>>>>
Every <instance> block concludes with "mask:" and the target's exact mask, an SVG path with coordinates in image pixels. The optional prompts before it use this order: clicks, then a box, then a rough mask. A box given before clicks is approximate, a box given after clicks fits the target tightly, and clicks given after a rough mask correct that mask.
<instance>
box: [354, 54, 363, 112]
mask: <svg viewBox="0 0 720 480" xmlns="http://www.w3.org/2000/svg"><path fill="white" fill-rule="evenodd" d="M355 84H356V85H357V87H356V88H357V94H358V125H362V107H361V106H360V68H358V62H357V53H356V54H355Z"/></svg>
<<<<
>>>>
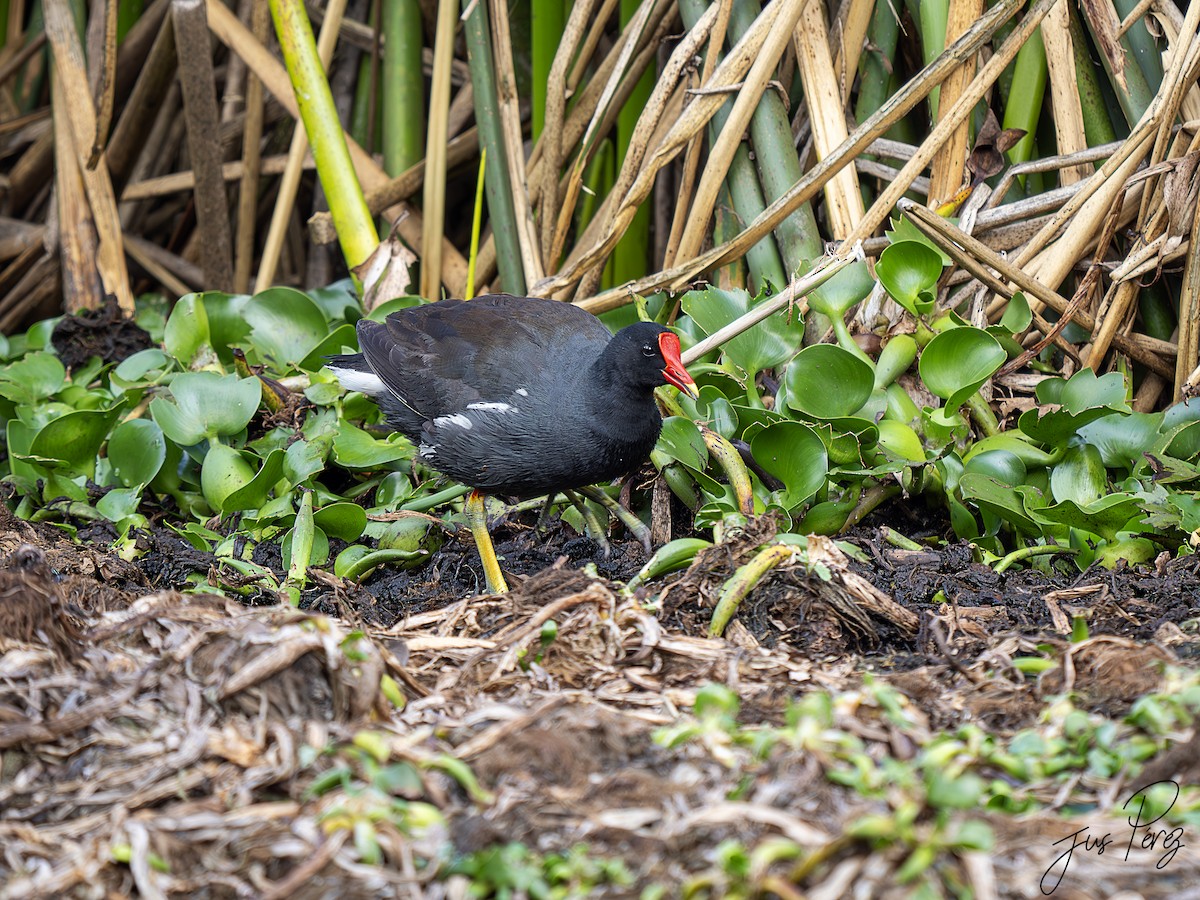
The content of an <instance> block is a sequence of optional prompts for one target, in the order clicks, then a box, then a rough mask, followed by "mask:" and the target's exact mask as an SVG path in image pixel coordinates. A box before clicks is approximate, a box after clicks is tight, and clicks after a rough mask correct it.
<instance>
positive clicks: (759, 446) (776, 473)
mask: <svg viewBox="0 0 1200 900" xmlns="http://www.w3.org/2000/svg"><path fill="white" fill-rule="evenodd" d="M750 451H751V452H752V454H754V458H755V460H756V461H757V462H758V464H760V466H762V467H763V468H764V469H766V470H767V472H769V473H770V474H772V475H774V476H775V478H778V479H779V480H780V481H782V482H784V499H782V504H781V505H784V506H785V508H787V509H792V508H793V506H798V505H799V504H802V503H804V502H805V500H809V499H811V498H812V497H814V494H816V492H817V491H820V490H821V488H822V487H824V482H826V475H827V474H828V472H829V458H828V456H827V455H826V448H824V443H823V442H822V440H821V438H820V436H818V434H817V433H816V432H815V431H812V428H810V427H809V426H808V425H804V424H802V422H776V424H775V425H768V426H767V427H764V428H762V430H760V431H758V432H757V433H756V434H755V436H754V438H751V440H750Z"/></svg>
<<<<
→ Action item:
Go through the lines above and copy any that contain "prompts".

→ Result of this exercise:
Every <instance> block concludes with "mask:" and the target's exact mask, an SVG path with coordinates in image pixels. The optional prompts before it use this order: clicks, then a box, then a rough mask. A box given before clicks is approximate, a box given after clicks fits the target tightly, and clicks given after a rough mask correct that mask.
The content of an <instance> block is a sequence of optional prompts for one target, in the order clicks, then a box, then a rough mask, followed by "mask:" and the target's exact mask as an SVG path in image pixel coordinates. A box before clicks is approximate, a box after clicks is tight, and clicks after a rough mask correct it.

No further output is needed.